======== Excerpted data
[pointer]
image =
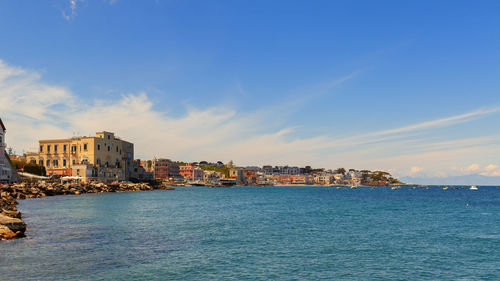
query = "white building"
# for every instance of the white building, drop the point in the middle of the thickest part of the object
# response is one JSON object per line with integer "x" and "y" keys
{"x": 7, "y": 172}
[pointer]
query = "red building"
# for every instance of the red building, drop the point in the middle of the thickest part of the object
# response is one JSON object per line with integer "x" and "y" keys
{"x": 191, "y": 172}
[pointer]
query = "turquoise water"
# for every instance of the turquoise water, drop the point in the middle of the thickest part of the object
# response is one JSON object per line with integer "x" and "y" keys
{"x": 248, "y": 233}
================
======== Excerpted data
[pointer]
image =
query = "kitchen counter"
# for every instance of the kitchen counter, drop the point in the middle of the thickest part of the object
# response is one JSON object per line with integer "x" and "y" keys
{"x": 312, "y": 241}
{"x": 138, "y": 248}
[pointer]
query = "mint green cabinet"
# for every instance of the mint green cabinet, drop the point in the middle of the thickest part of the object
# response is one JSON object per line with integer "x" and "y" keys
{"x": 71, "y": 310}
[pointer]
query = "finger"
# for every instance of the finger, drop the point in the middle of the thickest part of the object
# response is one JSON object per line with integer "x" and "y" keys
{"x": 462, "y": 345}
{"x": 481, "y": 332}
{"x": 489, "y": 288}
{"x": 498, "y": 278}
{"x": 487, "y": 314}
================
======== Excerpted data
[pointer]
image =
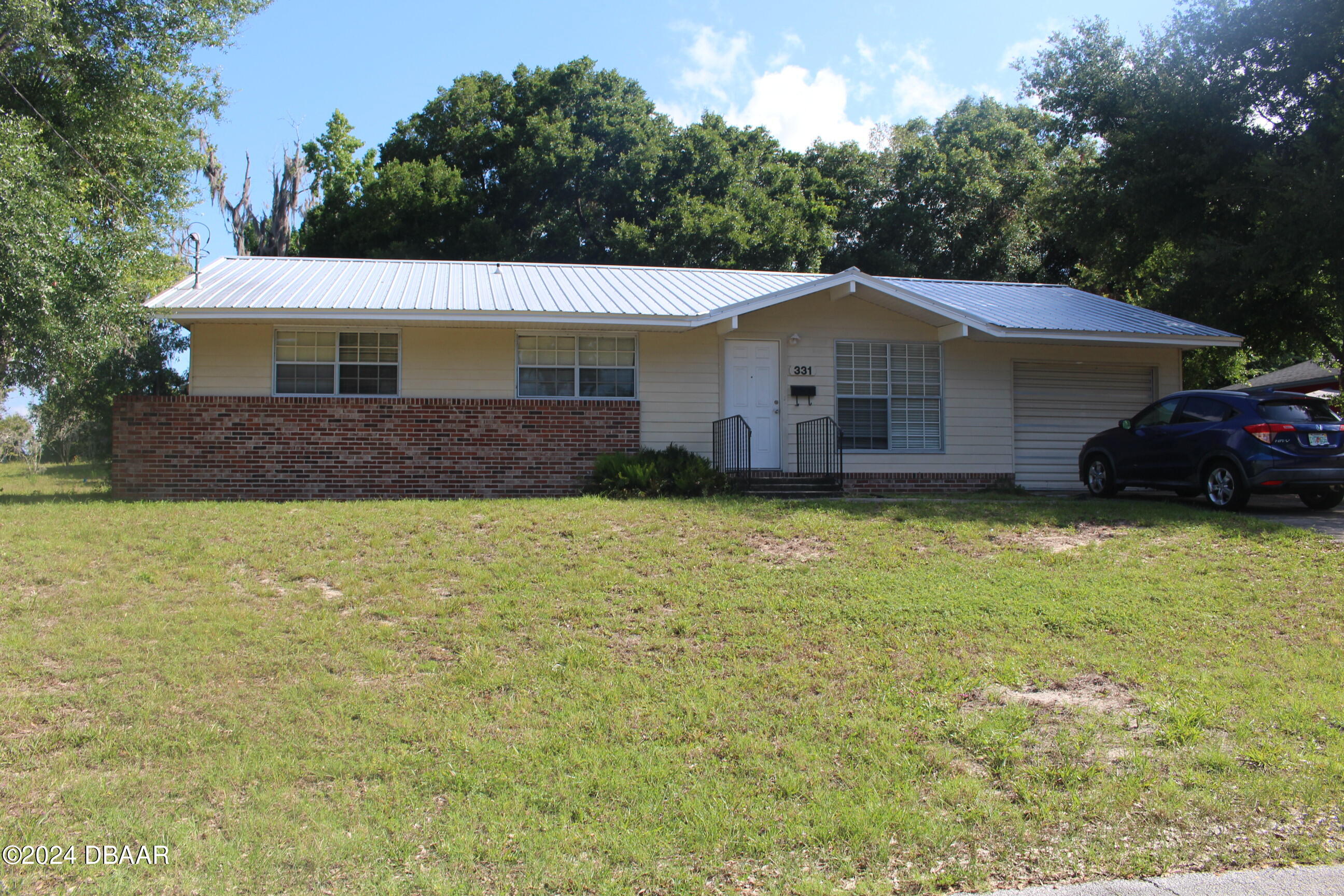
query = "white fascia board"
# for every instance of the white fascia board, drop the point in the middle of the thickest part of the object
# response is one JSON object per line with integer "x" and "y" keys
================
Filter the records above, copying out every line that contains the string "query".

**Reply**:
query = "white building"
query = "red building"
query = "turquoise water"
query = "kitchen counter"
query = "mint green cabinet"
query = "finger"
query = "white fascia board"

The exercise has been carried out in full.